§ **TEXT PROVIDED**:

I measured my resting heart rate and it was 116 beats per minute. I think that's high. What should my resting heart rate be, if I'm a female between the ages of 16 and 18? I've read that it should be between the range of 60-100, average being 80. Is mine dangerous?
Normal Bpm Range
102 is kinda high, but it's more accurate to take your 15sec rate and multiply it by 4. Average is 55-67 beats per minute
Please allow me to give you some credentials before I go into answering your question. I am a medically retired, read disabled, Physician Assistant with 20+ years experience in a GP office.
The norm for a young adult females heart rate has changed numerous times over the years but the acceptable standard today is between 60 and 100beats per minute in adults. Now, if you are at the upper end of between 16 and 18 years of age you are considered an adult female. If you are at the lower end you are considered a young adult female and at that point the heart rate can be a bit lower.
According to Elizabeth Klodas MD, FACC,
"A healthy resting heart rate is between 60 and 100 beats per minute for adults. But the upper end of that range may mean a greater chance of serious health problems.
"A number of studies have shown that, even within the normal range, a high resting heart rate is associated with an increased risk for ischemic heart disease, stroke, and sudden cardiac death," says Gordon F. Tomaselli, MD, professor of medicine at Johns Hopkins University School of Medicine in Baltimore.
There’s no absolute consensus about how high is too high, but most doctors agree that resting heart rates consistently in the upper range are not ideal.
"It is hard to set a precise cutoff for this risk factor, but usually a heart rate of 90 or above is considered abnormal and potentially deleterious," says Javaid Nauman, a research fellow at the Norwegian University of Science and Technology in Trondheim, Norway.

§ **SOURCE MATERIAL**:
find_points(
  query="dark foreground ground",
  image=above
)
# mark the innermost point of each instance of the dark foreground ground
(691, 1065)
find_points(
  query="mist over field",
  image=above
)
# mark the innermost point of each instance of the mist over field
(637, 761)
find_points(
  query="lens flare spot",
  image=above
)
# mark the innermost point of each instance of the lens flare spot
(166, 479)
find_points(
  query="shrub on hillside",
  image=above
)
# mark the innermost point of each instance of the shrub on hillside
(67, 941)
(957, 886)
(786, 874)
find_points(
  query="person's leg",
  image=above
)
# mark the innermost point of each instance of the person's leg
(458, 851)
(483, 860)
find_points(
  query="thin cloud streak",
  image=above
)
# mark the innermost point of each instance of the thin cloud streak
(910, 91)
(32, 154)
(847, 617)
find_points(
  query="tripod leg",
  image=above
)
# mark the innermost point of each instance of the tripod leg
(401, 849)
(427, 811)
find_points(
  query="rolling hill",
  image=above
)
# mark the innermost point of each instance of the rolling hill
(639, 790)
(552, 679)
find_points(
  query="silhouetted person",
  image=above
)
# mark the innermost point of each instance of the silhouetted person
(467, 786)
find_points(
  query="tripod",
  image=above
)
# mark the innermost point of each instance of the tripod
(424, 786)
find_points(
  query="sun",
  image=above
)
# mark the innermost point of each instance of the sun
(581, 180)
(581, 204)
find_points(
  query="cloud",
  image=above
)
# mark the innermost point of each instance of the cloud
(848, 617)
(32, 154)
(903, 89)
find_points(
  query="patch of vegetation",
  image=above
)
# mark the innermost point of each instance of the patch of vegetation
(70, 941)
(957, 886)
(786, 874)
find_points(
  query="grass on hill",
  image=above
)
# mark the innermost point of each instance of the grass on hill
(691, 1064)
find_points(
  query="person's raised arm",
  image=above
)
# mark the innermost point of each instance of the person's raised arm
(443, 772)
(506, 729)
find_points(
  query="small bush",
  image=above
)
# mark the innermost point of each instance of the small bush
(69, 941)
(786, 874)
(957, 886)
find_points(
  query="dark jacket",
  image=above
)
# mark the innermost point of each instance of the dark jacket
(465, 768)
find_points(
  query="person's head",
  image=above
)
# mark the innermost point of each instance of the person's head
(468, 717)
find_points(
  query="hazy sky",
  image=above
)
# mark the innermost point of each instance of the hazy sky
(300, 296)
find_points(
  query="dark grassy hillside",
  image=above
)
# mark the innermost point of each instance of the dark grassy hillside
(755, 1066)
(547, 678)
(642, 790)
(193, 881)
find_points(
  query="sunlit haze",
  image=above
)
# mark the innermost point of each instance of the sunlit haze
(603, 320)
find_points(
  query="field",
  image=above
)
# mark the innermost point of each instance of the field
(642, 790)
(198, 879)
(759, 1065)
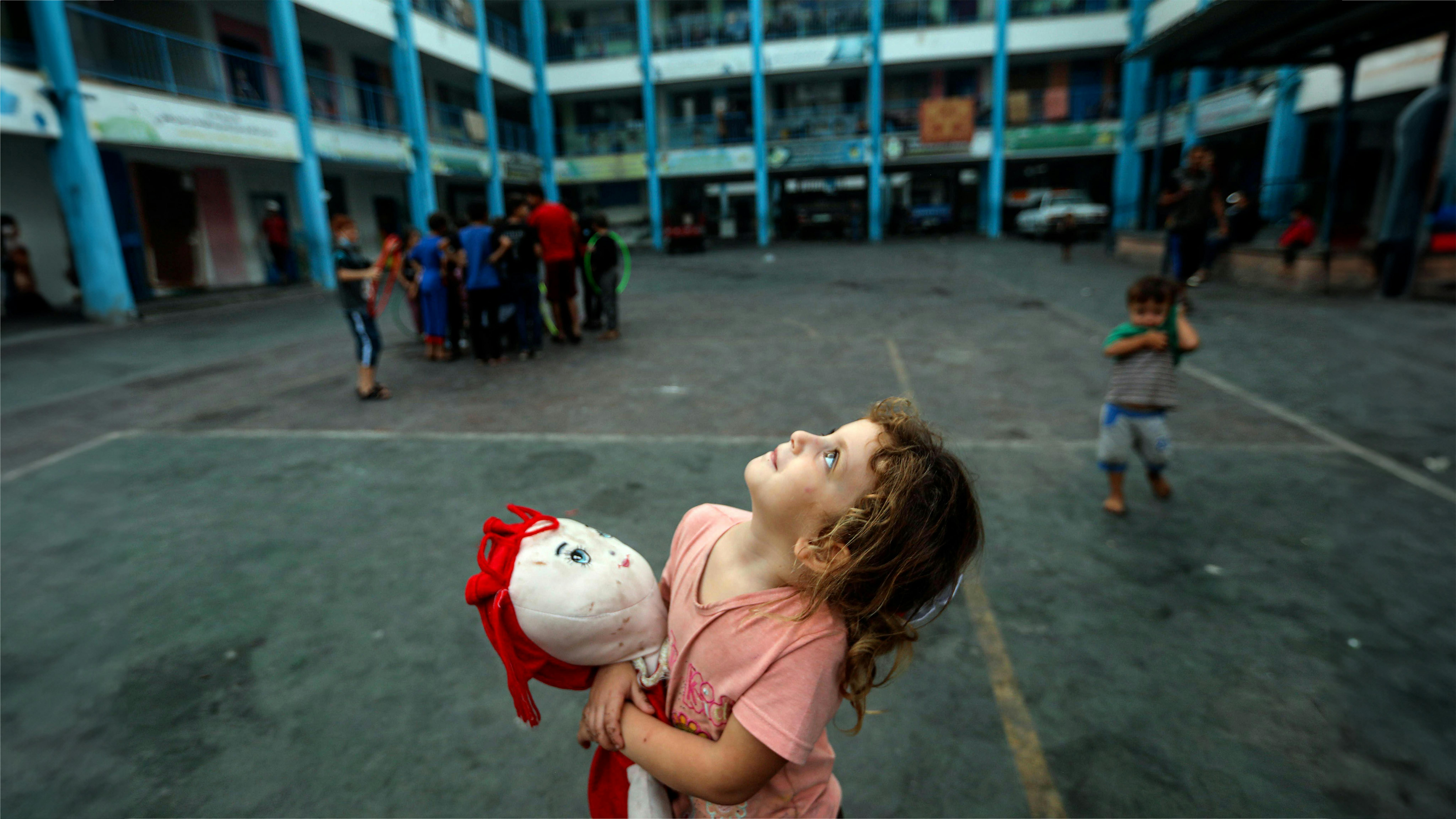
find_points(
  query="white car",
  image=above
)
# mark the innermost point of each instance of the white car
(1042, 216)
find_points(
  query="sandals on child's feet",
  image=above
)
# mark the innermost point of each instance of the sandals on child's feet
(378, 393)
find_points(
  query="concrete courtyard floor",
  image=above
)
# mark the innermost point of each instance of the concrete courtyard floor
(231, 589)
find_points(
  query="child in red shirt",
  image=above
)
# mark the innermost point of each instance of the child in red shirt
(777, 616)
(1299, 235)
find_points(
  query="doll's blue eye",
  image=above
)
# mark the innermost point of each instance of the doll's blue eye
(577, 556)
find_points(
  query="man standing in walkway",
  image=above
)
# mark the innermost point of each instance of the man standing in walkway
(484, 288)
(276, 231)
(1192, 199)
(558, 235)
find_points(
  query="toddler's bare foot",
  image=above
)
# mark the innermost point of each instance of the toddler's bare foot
(1161, 487)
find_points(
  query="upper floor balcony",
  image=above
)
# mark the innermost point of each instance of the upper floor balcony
(503, 34)
(788, 20)
(124, 52)
(365, 106)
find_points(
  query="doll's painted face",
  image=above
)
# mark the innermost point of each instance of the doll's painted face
(587, 598)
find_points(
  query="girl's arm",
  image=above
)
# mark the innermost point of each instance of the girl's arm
(726, 773)
(1187, 336)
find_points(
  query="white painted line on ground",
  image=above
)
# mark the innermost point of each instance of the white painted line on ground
(1282, 413)
(1043, 799)
(1334, 439)
(65, 454)
(679, 439)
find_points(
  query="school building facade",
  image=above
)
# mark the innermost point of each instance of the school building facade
(143, 141)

§ **TASKS AND EXERCISES**:
(A) Answer these questions using the text on resting heart rate:
(i) What resting heart rate did the person asking the question measure?
(ii) What job did the writer who offers credentials retire from, and how many years of experience do they claim?
(iii) At which university is Javaid Nauman a research fellow?
(B) Reproduce the passage of the text on resting heart rate, everything from "According to Elizabeth" down to "serious health problems.".

§ **ANSWER SET**:
(A)
(i) 116 beats per minute.
(ii) Physician Assistant, with 20+ years of experience in a GP office.
(iii) The Norwegian University of Science and Technology in Trondheim, Norway.

(B)
According to Elizabeth Klodas MD, FACC,
"A healthy resting heart rate is between 60 and 100 beats per minute for adults. But the upper end of that range may mean a greater chance of serious health problems.